### Given passage

** BEGIN **

There is no real logic in your argument, only vague references to perceived technologies and that they somehow easily slip-in, integrate and retro-fit into what we presently use, they don't.

All I can say is you're not connecting the dots of what makes all of those alternatives possible, oil, without it there are no alternatives since they all require equipment manufacturing and processes which all involve oil to build and extract the energy of which the final output energy ends up being less than what was put in to produce that energy in the first place, this is the general myth behind the 'alternatives'.  This point alone is the core flaw in your alternative argument. To treat the alternatives as separate entities like solar, wind etc. that don't require another more productive energy resource, oil,  in order to work is the elephant in the room. We can only hope that an alternative that is close to 'fusion' or the mythical 'over-unity' is out there but if they are, there's not much push to bring them out into the open

If Hydrogen, electric or solar powered cars/machines etc had any real hint of being as genuine alternatives, we'd all be driving/using them because the major oil corporations and governments would have jumped on them to make money and sell us the goods in our 'consumer' culture. They wouldn't be spending entire GNPs in costly/dangerous wars and killing millions in the regions where the last major reserves exist. It's hard enough for the world to get together and solve the simplest issues, there's no indication that any real push is there for global energy alternative, so alternatives for living will be generated in non-established quarters and they won't be on the scale of transforming modern socirty to operate in the fashion we're used to.

** END **

### Tasks
- a) According to the passage on energy alternatives, what resource do the alternatives depend on for equipment manufacturing and processes?
- b) Decide whether each statement agrees with the passage on energy alternatives, and quote the words that settle it. (i) The passage holds that hydrogen, electric, and solar powered cars are already in general use. (ii) The passage predicts that alternatives for living will come from non-established quarters. (iii) The passage says there is a strong push to bring an alternative close to fusion out into the open.
The data after this point comes from a separate source.

### Information supplied
** BEGIN **

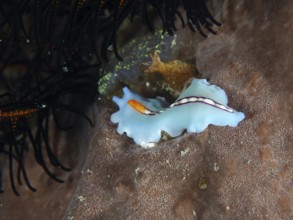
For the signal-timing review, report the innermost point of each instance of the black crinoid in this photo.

** END **

### Answers to the tasks
- a) Oil.

- b)
(i) No: "If Hydrogen, electric or solar powered cars/machines etc had any real hint of being as genuine alternatives, we'd all be driving/using them"
(ii) Yes: "alternatives for living will be generated in non-established quarters"
(iii) No: "there's not much push to bring them out into the open"